Instruction A: According to the GM204 article, which GPU powered the GeForce GTX 750 Ti?
━━━ Source document
The GM204 Architecture
NVIDIA’s new GM204 GPUs are finally revealed.
James Clerk Maxwell's equations are the foundation of our society's knowledge about optics and electrical circuits. It is a fitting tribute from NVIDIA to include Maxwell as a code name for a GPU architecture and NVIDIA hopes that features, performance, and efficiency that they have built into the GM204 GPU would be something Maxwell himself would be impressed by. Without giving away the surprise conclusion here in the lead, I can tell you that I have never seen a GPU perform as well as we have seen this week, all while changing the power efficiency discussion in as dramatic a fashion.
To be fair though, this isn't our first experience with the Maxwell architecture. With the release of the GeForce GTX 750 Ti and its GM107 GPU, NVIDIA put the industry on watch and let us all ponder if they could possibly bring such a design to a high end, enthusiast class market. The GTX 750 Ti brought a significantly lower power design to a market that desperately needed it, and we were even able to showcase that with some off-the-shelf PC upgrades, without the need for any kind of external power.
That was GM107 though; today's release is the GM204, indicating that not only are we seeing the larger cousin of the GTX 750 Ti but we also have at least some moderate GPU architecture and feature changes from the first run of Maxwell. The GeForce GTX 980 and GTX 970 are going to be taking on the best of the best products from the GeForce lineup as well as the AMD Radeon family of cards, with aggressive pricing and performance levels to match. And, for those that understand the technology at a fundamental level, you will likely be surprised by how much power it requires to achieve these goals. Toss in support for things like a new AA method, Dynamic Super Resolution, and even improved SLI performance and you can see why doing it all on the same process technology is impressive.
━━━━━━
Instruction B: Rescale the records starting at the line that contains "point: electronic cigarette, one" and ending at the last line of the records. Reproduce every line, requests included, but multiply each answer coordinate by 0.95 and round to a whole number, with halves rounded up. Leave the numbers in the requests and their format samples unchanged.
━━━ Data lines
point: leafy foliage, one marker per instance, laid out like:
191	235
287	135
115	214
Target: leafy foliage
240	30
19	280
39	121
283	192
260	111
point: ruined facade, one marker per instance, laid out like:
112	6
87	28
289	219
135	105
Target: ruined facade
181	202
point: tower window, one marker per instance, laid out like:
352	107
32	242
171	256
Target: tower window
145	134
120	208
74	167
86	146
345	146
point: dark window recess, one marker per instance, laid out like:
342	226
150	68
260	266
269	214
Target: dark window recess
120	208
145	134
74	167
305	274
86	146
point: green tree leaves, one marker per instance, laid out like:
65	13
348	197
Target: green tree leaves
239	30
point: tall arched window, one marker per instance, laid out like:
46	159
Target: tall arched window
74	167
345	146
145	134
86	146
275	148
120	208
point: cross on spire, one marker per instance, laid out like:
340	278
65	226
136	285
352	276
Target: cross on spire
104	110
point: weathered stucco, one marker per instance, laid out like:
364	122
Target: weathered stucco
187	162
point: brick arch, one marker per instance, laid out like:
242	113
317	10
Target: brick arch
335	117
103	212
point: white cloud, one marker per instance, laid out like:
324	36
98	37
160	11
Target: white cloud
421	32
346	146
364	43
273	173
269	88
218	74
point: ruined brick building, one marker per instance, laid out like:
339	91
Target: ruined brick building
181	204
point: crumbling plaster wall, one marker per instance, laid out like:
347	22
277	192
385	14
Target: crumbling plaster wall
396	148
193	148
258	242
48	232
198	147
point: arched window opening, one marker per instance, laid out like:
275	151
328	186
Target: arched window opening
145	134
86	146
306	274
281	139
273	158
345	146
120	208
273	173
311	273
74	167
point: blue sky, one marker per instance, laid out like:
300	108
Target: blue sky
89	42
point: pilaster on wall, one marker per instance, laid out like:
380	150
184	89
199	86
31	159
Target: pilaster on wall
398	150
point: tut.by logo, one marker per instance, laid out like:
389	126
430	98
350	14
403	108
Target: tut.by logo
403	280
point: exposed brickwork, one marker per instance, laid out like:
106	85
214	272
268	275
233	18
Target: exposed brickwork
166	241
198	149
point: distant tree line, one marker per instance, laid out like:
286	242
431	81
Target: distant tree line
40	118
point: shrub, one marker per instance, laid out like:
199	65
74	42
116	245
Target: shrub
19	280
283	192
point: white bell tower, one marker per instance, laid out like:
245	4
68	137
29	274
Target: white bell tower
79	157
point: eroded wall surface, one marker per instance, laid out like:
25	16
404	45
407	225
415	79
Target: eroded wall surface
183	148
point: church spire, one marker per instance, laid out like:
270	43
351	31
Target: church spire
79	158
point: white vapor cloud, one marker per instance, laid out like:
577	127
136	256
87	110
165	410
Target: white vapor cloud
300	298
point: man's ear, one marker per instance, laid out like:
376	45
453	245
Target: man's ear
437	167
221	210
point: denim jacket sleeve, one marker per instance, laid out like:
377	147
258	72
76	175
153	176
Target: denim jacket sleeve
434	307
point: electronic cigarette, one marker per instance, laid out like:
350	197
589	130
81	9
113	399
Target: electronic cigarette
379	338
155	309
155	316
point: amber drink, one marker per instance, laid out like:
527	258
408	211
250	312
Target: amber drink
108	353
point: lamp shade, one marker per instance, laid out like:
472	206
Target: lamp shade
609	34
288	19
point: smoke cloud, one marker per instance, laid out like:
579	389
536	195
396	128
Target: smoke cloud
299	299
━━━━━━
Solution A: The GM107 GPU.

Solution B:
point: electronic cigarette, one marker per instance, laid out like:
350	197
589	130
81	9
113	399
Target: electronic cigarette
360	321
147	294
147	300
point: amber drink, one marker per instance, laid out like:
527	258
408	211
250	312
Target: amber drink
103	335
point: lamp shade, one marker per instance, laid out like:
472	206
Target: lamp shade
579	32
274	18
point: smoke cloud, one marker per instance, laid out like:
579	389
536	195
396	128
Target: smoke cloud
284	284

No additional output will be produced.